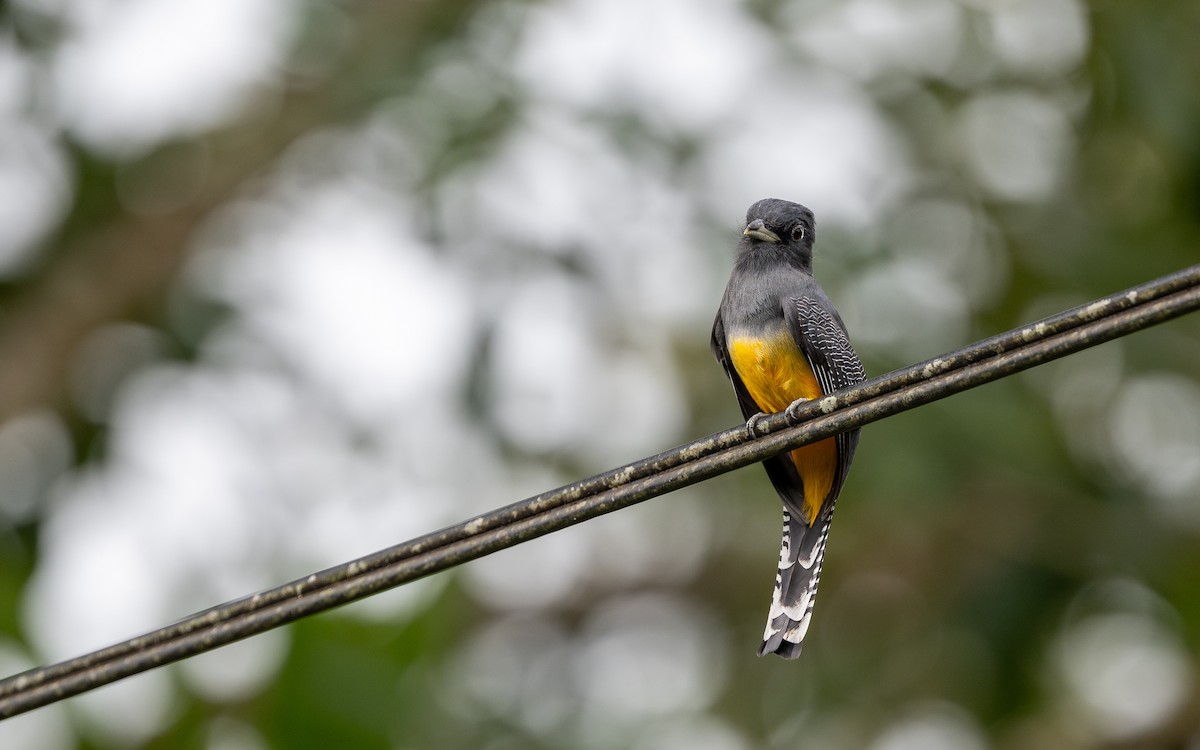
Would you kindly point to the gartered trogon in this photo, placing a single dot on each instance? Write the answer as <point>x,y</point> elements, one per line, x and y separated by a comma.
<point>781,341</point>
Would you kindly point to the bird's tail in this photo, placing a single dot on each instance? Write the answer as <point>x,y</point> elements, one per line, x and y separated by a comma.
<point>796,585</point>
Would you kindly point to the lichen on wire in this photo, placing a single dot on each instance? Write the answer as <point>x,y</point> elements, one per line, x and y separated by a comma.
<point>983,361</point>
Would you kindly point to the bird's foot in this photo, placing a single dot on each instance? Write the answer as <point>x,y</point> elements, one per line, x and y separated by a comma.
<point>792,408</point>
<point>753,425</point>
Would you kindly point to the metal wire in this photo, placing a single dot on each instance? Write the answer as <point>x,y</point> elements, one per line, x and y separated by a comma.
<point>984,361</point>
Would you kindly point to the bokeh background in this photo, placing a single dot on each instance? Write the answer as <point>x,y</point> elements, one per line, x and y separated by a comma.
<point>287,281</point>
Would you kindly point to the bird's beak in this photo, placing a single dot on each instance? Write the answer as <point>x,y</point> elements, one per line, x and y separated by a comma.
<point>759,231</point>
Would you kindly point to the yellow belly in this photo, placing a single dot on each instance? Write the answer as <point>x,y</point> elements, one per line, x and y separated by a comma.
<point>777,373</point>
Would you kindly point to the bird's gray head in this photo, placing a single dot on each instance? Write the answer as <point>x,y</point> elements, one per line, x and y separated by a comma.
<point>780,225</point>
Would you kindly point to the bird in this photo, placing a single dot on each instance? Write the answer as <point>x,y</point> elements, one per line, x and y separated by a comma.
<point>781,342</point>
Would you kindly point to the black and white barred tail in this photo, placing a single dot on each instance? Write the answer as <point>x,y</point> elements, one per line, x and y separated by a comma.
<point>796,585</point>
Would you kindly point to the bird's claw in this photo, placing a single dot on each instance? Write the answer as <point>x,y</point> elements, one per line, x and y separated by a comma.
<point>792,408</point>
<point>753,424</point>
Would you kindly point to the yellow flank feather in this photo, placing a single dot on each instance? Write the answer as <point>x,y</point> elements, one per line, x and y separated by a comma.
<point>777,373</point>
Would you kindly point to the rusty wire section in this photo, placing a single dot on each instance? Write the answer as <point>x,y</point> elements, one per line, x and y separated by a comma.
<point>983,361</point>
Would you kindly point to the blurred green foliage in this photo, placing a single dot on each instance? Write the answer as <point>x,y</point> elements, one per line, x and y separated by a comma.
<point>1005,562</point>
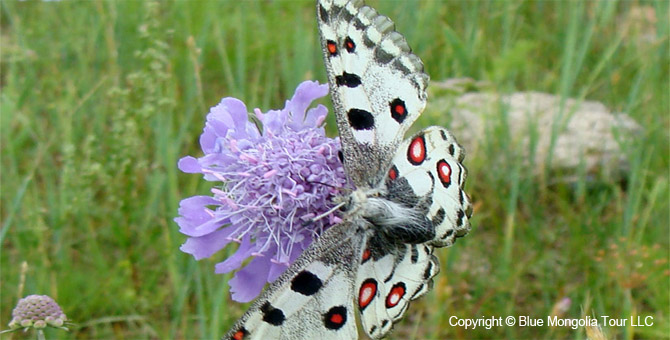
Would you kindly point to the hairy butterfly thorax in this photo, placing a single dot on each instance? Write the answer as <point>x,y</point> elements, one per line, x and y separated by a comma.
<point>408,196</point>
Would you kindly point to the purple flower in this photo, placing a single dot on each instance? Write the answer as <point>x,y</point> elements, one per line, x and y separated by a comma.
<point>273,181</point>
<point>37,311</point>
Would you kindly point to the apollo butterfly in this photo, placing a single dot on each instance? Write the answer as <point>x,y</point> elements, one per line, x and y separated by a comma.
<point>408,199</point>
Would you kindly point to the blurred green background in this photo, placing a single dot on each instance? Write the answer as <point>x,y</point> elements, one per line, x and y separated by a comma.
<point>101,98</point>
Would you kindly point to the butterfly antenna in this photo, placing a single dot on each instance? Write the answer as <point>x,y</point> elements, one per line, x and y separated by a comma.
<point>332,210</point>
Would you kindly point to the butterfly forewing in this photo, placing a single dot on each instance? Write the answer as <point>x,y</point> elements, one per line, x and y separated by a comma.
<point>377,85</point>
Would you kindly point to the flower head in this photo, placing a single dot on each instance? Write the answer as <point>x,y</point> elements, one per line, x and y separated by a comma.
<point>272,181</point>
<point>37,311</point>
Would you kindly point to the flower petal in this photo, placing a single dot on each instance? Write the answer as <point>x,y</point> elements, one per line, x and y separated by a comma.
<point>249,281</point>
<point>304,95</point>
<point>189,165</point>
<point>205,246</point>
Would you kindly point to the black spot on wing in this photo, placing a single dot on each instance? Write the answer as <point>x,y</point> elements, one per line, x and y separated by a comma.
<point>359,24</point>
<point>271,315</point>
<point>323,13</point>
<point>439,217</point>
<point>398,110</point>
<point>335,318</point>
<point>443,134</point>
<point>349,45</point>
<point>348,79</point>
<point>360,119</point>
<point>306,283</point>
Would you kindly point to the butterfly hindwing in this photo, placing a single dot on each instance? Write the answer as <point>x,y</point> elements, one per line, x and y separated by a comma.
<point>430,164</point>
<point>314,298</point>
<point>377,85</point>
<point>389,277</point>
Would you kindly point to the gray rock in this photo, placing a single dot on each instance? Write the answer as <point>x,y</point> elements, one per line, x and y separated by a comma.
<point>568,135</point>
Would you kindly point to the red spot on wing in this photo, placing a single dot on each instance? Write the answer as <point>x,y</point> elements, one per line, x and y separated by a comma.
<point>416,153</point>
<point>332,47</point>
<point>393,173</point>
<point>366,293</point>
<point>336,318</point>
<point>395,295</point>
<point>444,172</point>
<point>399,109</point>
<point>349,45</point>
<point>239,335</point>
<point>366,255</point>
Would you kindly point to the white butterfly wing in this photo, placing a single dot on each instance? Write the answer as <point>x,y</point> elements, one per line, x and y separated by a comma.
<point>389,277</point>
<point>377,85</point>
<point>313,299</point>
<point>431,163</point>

◇ ◇ ◇

§ **YOUR INSTRUCTIONS**
Your copy should hold every record word for word and none of the pictures.

§ **SOLUTION TO THIS TASK**
Would you kindly point to the gartered trogon in this photo, placing a single dot on each instance? Write the answer as <point>x,y</point> elements, one per line, x and y separated by a comma.
<point>781,341</point>
Would you kindly point to the bird's tail in this photo, placing a single dot on each instance? Write the answer as <point>x,y</point> elements, one per line, x and y separated by a comma.
<point>796,585</point>
Would you kindly point to the lichen on wire in this photo, placing a single dot on each instance? Write the answer as <point>x,y</point> elements, one per line, x and y separated by a comma.
<point>983,361</point>
Would you kindly point to the bird's foot in this photo, placing a single dot on each instance? Write the answer as <point>x,y</point> elements, one per line, x and y separated by a comma.
<point>792,408</point>
<point>753,425</point>
Would you kindly point to the metal wire in this photo, placing a single dot on each instance? Write the answer as <point>x,y</point> elements, one per line, x and y separated by a comma.
<point>984,361</point>
Would you kindly point to the bokeh background in this photo, placing a single dot on each instance? Write the answer as <point>x,y</point> elements, one per line, x and y separated by a comma.
<point>287,281</point>
Would you kindly point to the bird's beak in this photo, placing a single dot on each instance? Write the answer as <point>x,y</point> elements, one per line, x and y separated by a comma.
<point>759,231</point>
Would you kindly point to the yellow belly in this photo, placing a single dot on each instance? Write the answer as <point>x,y</point> elements, one per line, x and y separated by a comma.
<point>777,373</point>
Would you kindly point to the bird's gray head in this photo, placing a single dot on each instance? Write the answer as <point>x,y</point> elements, one per line, x and y separated by a comma.
<point>780,225</point>
Would you kindly point to the bird in this photo, placing a single dot on each instance? Write the answer as <point>x,y</point> elements, one per line, x and y separated by a comma.
<point>781,342</point>
Would you kindly point to the black and white barred tail in this photo, placing a single dot on each instance? Write the answer as <point>x,y</point> elements, one per line, x and y separated by a comma.
<point>796,585</point>
Would you kindly point to the bird's claw in this photo, placing a single dot on each instance? Write the answer as <point>x,y</point> elements, one per line, x and y separated by a comma.
<point>792,408</point>
<point>753,424</point>
Would you kindly point to the yellow flank feather in this photo, placing a single dot on each instance? Write the answer as <point>x,y</point> elements, one per line, x and y separated by a comma.
<point>777,373</point>
Would you kindly point to the rusty wire section in this photo, placing a single dot on each instance? Write the answer as <point>x,y</point> elements, one per line, x and y separated by a comma.
<point>983,361</point>
Would you kindly point to the blurred green foliage in this photo, placing a single dot on each instance? Write the answer as <point>x,y</point> elements, one per line, x and y separated by a comma.
<point>1005,562</point>
Would you kindly point to the hairy butterfly thorax in this photo, placing a single dot on each instance? Write the answer as <point>x,y</point> elements, one per line, x and y separated by a comma.
<point>408,196</point>
Would you kindly point to the purple flower in this photo, placing a single dot on each instance? Write the answer as <point>x,y</point> elements, one per line, x and y separated by a comma.
<point>273,181</point>
<point>37,311</point>
Would you kindly point to the apollo butterfly in this photo, placing a single dot on each instance? Write the answer as <point>x,y</point> elements, one per line, x and y separated by a comma.
<point>408,199</point>
Would you kindly point to the blurred green background in this photo, placing a single dot on each instance? Write the answer as <point>x,y</point> elements, one per line, x and y separated by a comma.
<point>101,98</point>
Would you kindly point to the butterfly antenna in this photo, placing a single dot on each instance? Write the answer as <point>x,y</point> elements, one per line, x and y separated by a comma.
<point>332,210</point>
Would you kindly point to the butterfly forewing in this photo, placing a single dot on each instance? Write the answer as <point>x,y</point> elements, one per line, x and y separated by a comma.
<point>377,85</point>
Would you kindly point to the flower head in this photo, placing a single dot on each instance? Write the answer as <point>x,y</point> elements, one per line, x and y separated by a comma.
<point>272,181</point>
<point>37,311</point>
Would you kindly point to the flower petal in this photo, placing a single dot on each instance? Write the answer as <point>x,y</point> elements, one per line, x and y separated by a comma.
<point>249,281</point>
<point>304,95</point>
<point>189,165</point>
<point>205,246</point>
Would you kindly point to the black spot on wing in this photo, placing a single dot on each instance? Write the answer as <point>x,y</point> elements, one per line, x and y separated by a comma.
<point>359,24</point>
<point>271,315</point>
<point>323,13</point>
<point>439,217</point>
<point>398,110</point>
<point>335,318</point>
<point>443,134</point>
<point>349,45</point>
<point>348,79</point>
<point>360,119</point>
<point>306,283</point>
Would you kindly point to the butterfly hindwing in this photo, placing a single dot on each instance? Write the answer as <point>x,y</point> elements, one per line, x and y separated by a comma.
<point>430,164</point>
<point>314,298</point>
<point>377,85</point>
<point>389,277</point>
Would you kindly point to the gray rock in this photo, placing a single dot on each instance? Write the answer as <point>x,y</point> elements, one per line, x and y separated by a comma.
<point>568,135</point>
Would you kindly point to the red spot on wing in this photo, placing a single dot on each instance? Write the answer as <point>x,y</point> elements, one per line, x and y separated by a comma.
<point>416,153</point>
<point>332,47</point>
<point>393,173</point>
<point>366,293</point>
<point>336,318</point>
<point>395,295</point>
<point>444,172</point>
<point>399,109</point>
<point>349,45</point>
<point>239,335</point>
<point>366,255</point>
Would you kindly point to the white butterfly wing in this photo, placing a single dot on each instance? Write the answer as <point>x,y</point> elements, one per line, x and y separated by a comma.
<point>389,277</point>
<point>377,85</point>
<point>313,299</point>
<point>431,163</point>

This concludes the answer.